▶ **TASK STATEMENT**:
Each record that follows should be repeated exactly, minus any images.

▶ **MATERIAL FOR THIS TASK**:
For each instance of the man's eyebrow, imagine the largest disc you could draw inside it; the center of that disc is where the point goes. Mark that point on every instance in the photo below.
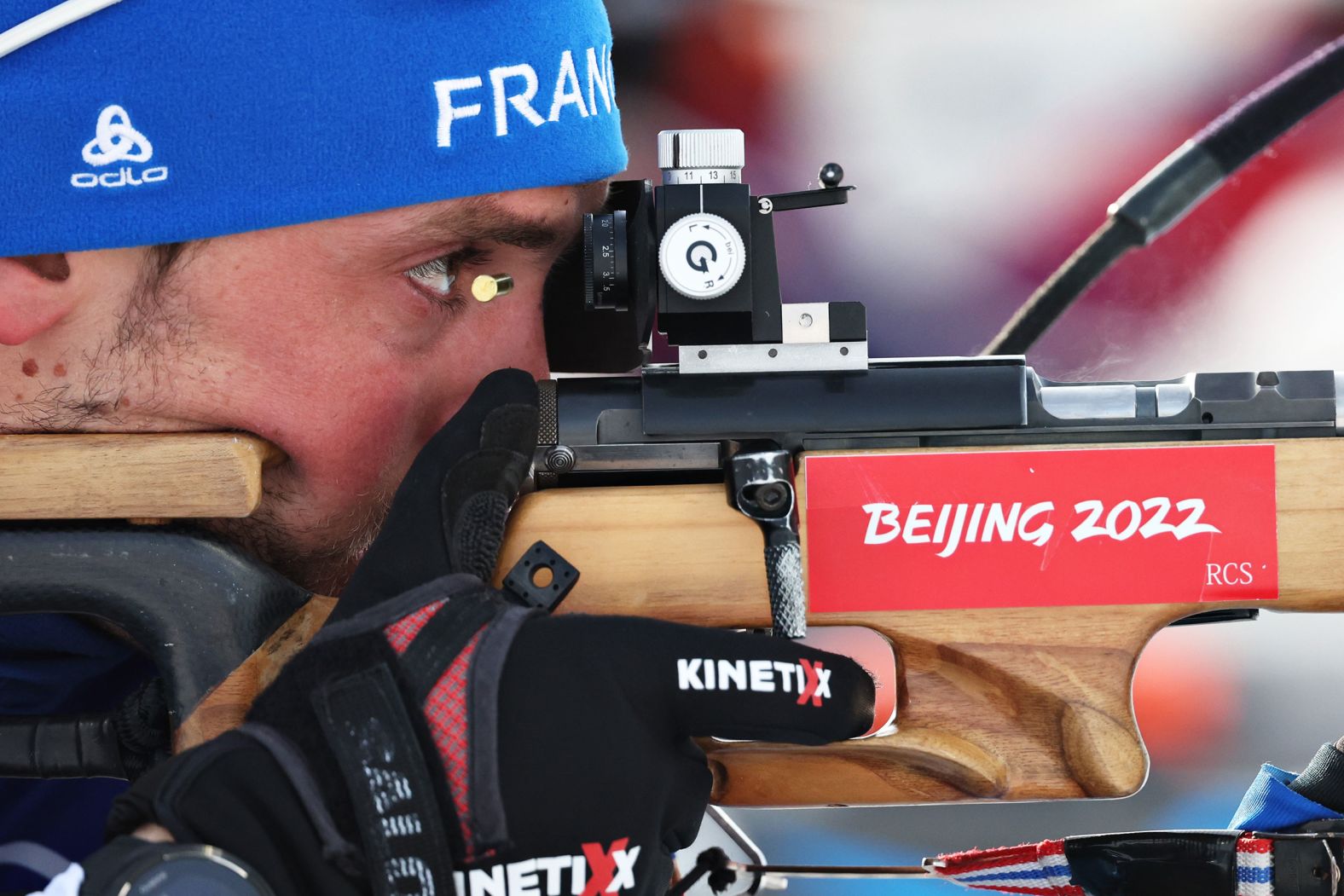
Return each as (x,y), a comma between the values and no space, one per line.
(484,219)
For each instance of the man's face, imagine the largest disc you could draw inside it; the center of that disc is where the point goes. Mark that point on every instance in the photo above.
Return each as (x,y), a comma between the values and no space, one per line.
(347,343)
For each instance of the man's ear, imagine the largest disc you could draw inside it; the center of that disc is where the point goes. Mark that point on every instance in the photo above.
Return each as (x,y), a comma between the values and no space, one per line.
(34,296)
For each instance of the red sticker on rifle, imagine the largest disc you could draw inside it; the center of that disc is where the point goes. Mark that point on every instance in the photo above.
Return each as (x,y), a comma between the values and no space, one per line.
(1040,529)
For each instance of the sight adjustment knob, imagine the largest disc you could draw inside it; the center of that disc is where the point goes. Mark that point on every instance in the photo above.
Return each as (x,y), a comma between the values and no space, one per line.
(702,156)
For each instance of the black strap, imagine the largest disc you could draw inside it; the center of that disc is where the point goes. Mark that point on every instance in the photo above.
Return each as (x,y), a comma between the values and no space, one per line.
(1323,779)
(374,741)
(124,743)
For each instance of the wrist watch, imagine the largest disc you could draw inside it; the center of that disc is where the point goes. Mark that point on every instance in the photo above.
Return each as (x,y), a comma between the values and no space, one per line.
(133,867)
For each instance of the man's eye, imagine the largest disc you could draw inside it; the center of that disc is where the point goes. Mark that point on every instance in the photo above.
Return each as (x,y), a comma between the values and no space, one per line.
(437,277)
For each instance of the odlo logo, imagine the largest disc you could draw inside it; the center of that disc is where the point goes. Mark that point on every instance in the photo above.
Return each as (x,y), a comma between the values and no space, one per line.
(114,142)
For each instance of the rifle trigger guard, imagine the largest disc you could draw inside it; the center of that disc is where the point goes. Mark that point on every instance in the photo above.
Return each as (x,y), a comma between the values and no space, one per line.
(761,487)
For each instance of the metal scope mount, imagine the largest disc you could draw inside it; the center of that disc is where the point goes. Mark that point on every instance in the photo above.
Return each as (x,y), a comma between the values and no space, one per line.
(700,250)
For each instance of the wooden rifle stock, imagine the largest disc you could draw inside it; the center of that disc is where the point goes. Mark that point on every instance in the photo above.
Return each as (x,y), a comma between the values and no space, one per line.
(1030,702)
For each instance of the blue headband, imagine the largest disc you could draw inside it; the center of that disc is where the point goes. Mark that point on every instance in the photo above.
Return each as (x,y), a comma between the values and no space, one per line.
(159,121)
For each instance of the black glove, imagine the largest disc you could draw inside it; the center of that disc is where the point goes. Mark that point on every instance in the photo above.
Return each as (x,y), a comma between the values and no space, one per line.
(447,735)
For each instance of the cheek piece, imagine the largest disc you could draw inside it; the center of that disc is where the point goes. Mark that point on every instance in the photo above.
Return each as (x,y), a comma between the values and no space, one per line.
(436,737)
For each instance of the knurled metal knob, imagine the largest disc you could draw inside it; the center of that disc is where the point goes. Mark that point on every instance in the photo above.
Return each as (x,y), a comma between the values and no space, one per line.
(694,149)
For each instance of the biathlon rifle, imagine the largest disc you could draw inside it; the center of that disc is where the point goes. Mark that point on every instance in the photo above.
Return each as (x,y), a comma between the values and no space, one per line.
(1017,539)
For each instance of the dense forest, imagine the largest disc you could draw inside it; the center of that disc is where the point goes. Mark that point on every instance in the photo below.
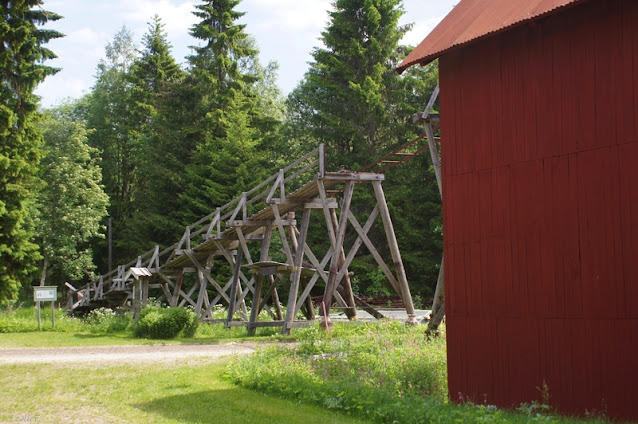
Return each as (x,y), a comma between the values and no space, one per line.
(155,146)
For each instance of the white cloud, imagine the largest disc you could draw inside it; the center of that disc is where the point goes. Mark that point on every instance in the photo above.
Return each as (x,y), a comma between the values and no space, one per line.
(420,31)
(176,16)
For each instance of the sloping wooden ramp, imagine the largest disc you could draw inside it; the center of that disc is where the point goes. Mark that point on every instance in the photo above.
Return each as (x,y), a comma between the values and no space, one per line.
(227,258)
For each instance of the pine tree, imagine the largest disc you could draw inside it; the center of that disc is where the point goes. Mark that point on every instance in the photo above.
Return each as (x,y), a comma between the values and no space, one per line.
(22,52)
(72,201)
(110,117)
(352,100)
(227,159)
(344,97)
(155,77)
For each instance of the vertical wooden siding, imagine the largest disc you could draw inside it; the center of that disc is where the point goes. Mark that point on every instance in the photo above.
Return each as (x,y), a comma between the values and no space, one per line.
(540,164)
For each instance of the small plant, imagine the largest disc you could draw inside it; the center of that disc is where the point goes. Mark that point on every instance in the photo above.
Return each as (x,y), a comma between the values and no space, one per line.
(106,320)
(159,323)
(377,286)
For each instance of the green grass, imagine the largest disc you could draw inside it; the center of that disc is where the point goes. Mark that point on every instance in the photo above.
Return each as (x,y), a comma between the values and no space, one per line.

▶ **TASK RESPONSE**:
For each instance of the man's eyebrow, imagine the largest disc you could draw inside it; the center of that disc is where the point goes. Mark that point on every instance in the photo below.
Return each as (x,y), a comma between the values and no space, one per line.
(484,219)
For each instance of the man's face, imagine the largest disc you could draw inside it; the center of that disc is where the point goes. Mark that point on every instance in the photo above.
Return each as (x,y), a comma between the values and no space, one per line.
(347,343)
For each instance of the man's ear, imagine the largest disc you could draw inside it; the center of that disc is where the point goes. Mark that point on every instance in the photo above.
Return each as (x,y), a comma between the values and no space, one per line.
(34,296)
For each instance of the red sticker on rifle, imagine the largest disc you could draw inside it; the center of that disc is where the point goes. Mark that point on every instance in the photo above.
Return each as (x,y), a comma between the values and no space, one per line.
(1040,529)
For each instance of the sight adjustment knob, imagine the largest disc you could draw inside it; the center of that disc is where the point goes. Mark that point on every instance in the photo above.
Return each as (x,y), a comma between the values and no space, one per line.
(702,156)
For each instance of the black strap, imagine the largest disc you could draw inside it; the center of that disc is where the point goes. Mark that point on every instance in the photo above.
Return each as (x,y), a comma between the values and no space, one per line.
(1323,779)
(374,741)
(124,743)
For each instance of the wrist watch, imagine the largest disc you could draw inside it; the center of that disc is where the point goes. Mark that point on every instance in the photo above.
Return each as (x,y), a comma between the values and no space, one per line.
(133,867)
For each instance of the man's eye, imagine the largest disc you could draw inside it; the center of that disc is where the point goes. Mark that point on every instance in the photo above.
Return each as (x,y), a comma between the values and no space, one per line.
(437,277)
For each instance of the odlo logo, imagine the largest disc you could draw inside it; the center of that disc is where the point goes. Mark that point on every instance in the photo above.
Return each as (x,y), a comma between the values and no space, one per line.
(114,142)
For each instance of the rifle trigger guard, imagine the largest disc you could draw inside it; the center of that disc is where the point goes. Mark that point on every instance in the photo above.
Return each as (x,y), a comma between the values and no space, one per line.
(761,487)
For each instance of the metal scope mount, imagine the largest disc you could draw inside it; the center of that disc is where the point goes. Mark that point on every instance in the photo above.
Return each as (x,y), a comma between the values and no space, one per line.
(700,250)
For each instance of the wooden rifle stock, imagine the largest disc you could draw inside it; the center of that disc is where the point goes. Mark that point on every instance in the photo above.
Return each as (x,y), a comma between the values and no space, one per line.
(1030,702)
For each instance of the blue headband, imagine the largest disc you could draw inside it; the center of that disc is where the point goes. Mark that point on every instance in the photo above.
Return each as (x,y), a comma between the values and no space, one per line.
(159,121)
For each instance of the black glove, imagine the largest disc you could draw inside it; the center of that disc is where the point goes. Mark that point on every instance in the photo above.
Return each as (x,y), a comma between the values and no space, one per line.
(447,735)
For each instance of the cheek piece, imagine the largest disc you could draw inside it; the center of that disc is where the point goes. Mark that point on every instance in the photo above.
Return each as (x,y), a comma between the values and no space, one per line.
(436,737)
For each instance of the knurled metal knob, imagine the largest disc you could draw inside it; the center of that disc is where the point goes. Mark that point on every instance in the photo above.
Return each as (x,y), a comma between the values and no space, one per line.
(694,149)
For each instance of the biathlon rifle, imagine the largest disc you could draw inside it; the center of that disc is where the point goes. Mark that point on every instance in the photo above.
Return each as (x,y), a comma between the values and no space, one per line.
(1017,539)
For each instance of the dense forest, imagine the largest disc you could draw inside it; the center of that disc is where the point goes. Mark that point on every instance in the photo below.
Return each as (x,y), a comma between the values and no space, one per line.
(155,146)
For each instance of the white cloud, imagine the largest disc you could draw inside it; the center of that disc is where the point goes. Mark that point on every instance in the photo above.
Return each as (x,y), a comma between the values and no space, one per line.
(420,31)
(176,16)
For each instance of the sloping wooden ramp, imagine the largest disc you could draw inside it; the center of that disc is where the point goes. Mark that point on every instance in the photo above.
Return each as (x,y), a comma between the values and no space, one per line.
(227,258)
For each instance of the pine tree, imagine the largest disc you could draw inside it; the center of that disc is where the point goes. Mark that point on every instance in the photo above.
Return each as (x,y), a comma between the values and no space, one per line.
(22,52)
(72,201)
(110,117)
(352,100)
(227,159)
(344,97)
(155,77)
For each instance of the vertical wooden siding, imagine the largest disc you could draw inside it; the center of that disc is where the point goes. Mark that point on every instance in the photo above.
Return each as (x,y), a comma between the values and no space, one per line.
(540,164)
For each instance of the small plant, imagine the largest disc you could draw inside it; the center of that disc is where the point goes. Mark that point on every instance in the photo above.
Return each as (x,y), a comma between the values and no space, one per line.
(106,320)
(159,323)
(377,286)
For each instance of the green grass, imagine the largest disc you could draw inside it; the center of that disc is where the point goes. Mark that point on every instance in the photo above.
Return each as (x,y), a comma between the values and no space, one per line.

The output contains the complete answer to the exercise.